## [YOUR TASK]
Reproduce the following material verbatim, keeping every line unchanged.

## [INPUT DATA]
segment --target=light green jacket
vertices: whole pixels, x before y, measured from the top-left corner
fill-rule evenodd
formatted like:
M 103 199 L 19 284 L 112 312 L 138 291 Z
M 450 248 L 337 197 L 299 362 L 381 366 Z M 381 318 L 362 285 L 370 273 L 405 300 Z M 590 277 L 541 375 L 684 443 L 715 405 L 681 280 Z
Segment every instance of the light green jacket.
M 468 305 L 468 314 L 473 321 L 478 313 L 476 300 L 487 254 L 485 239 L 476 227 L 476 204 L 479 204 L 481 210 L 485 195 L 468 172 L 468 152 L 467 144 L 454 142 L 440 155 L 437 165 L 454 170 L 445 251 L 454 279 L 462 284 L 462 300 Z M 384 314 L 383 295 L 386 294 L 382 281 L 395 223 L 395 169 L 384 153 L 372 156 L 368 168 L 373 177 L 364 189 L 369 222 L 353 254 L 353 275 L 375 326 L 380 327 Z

## [SOLUTION TO THE EXERCISE]
segment --target=light green jacket
vertices: whole pixels, x before y, measured from the top-left corner
fill-rule evenodd
formatted like:
M 103 199 L 19 284 L 112 312 L 138 291 Z
M 450 248 L 337 197 L 299 362 L 381 366 Z M 381 318 L 362 285 L 370 273 L 405 300 Z M 590 277 L 541 375 L 684 443 L 715 405 L 681 280 Z
Segment every instance of the light green jacket.
M 468 305 L 468 314 L 473 321 L 478 313 L 476 300 L 487 254 L 485 239 L 476 227 L 476 204 L 479 204 L 481 210 L 485 195 L 468 172 L 468 152 L 467 144 L 454 142 L 440 155 L 437 165 L 454 170 L 445 251 L 454 279 L 462 284 L 462 300 Z M 384 314 L 383 295 L 386 294 L 382 281 L 395 223 L 395 169 L 384 153 L 372 156 L 368 168 L 373 177 L 364 189 L 369 222 L 353 254 L 353 275 L 375 326 L 380 327 Z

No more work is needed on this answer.